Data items
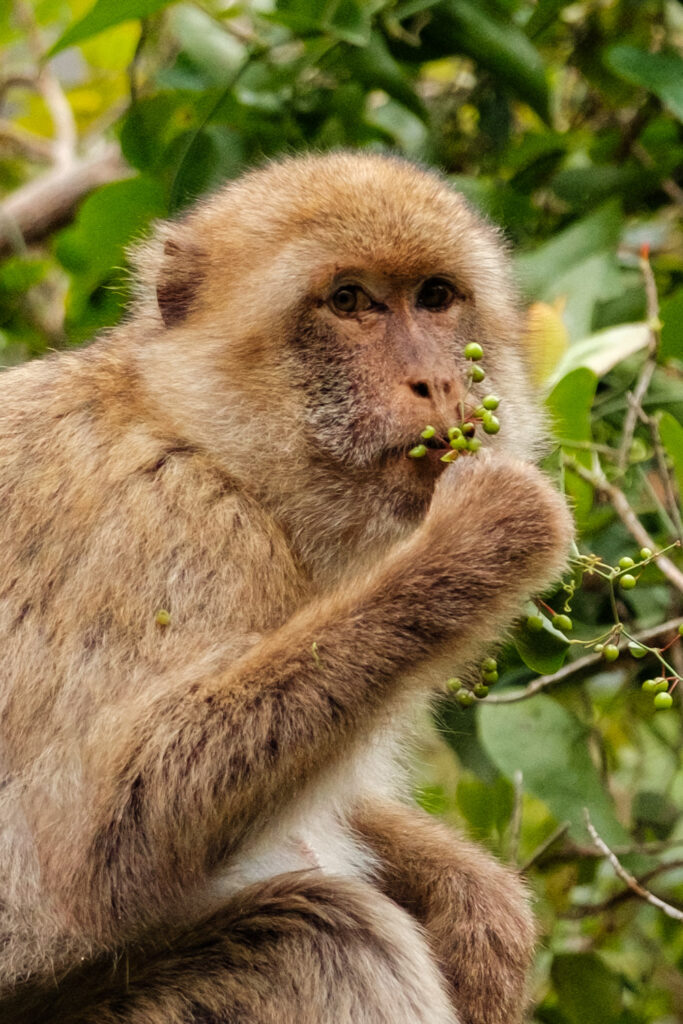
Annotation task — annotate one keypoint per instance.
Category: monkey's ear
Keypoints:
(179, 275)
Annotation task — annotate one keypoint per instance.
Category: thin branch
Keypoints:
(66, 133)
(34, 147)
(629, 879)
(590, 909)
(581, 667)
(597, 478)
(516, 818)
(36, 209)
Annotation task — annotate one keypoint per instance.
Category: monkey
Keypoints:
(227, 597)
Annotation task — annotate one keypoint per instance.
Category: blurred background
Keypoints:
(561, 123)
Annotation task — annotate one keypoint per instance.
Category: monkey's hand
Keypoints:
(475, 910)
(501, 518)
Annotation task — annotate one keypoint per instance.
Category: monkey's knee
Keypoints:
(300, 949)
(487, 936)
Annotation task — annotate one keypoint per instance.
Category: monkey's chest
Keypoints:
(313, 833)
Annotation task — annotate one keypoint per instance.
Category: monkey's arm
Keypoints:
(474, 909)
(179, 776)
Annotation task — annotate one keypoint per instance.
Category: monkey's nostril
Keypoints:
(421, 388)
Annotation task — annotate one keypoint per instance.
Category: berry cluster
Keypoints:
(466, 695)
(608, 643)
(461, 439)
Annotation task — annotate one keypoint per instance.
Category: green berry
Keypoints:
(491, 424)
(637, 649)
(465, 697)
(562, 623)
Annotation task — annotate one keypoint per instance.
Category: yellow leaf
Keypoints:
(546, 338)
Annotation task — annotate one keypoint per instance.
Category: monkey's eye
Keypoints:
(350, 299)
(436, 293)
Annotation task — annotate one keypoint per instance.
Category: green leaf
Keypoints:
(544, 651)
(462, 27)
(602, 351)
(671, 432)
(659, 73)
(671, 314)
(588, 991)
(549, 745)
(104, 14)
(569, 404)
(541, 268)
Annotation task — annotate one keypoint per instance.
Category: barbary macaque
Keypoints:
(227, 595)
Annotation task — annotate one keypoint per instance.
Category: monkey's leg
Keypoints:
(300, 949)
(474, 909)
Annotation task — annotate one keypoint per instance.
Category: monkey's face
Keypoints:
(379, 356)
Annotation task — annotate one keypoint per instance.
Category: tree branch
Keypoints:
(44, 204)
(580, 667)
(597, 479)
(629, 879)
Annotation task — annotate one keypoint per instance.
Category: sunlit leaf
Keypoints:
(659, 73)
(102, 15)
(549, 745)
(588, 990)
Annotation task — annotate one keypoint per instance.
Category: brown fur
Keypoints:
(235, 454)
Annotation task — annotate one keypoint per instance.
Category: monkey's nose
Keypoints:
(433, 389)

### What to work on
Looking at the data above, how many lines hold the string "monkey"? Reply with only the number.

### Your solution
11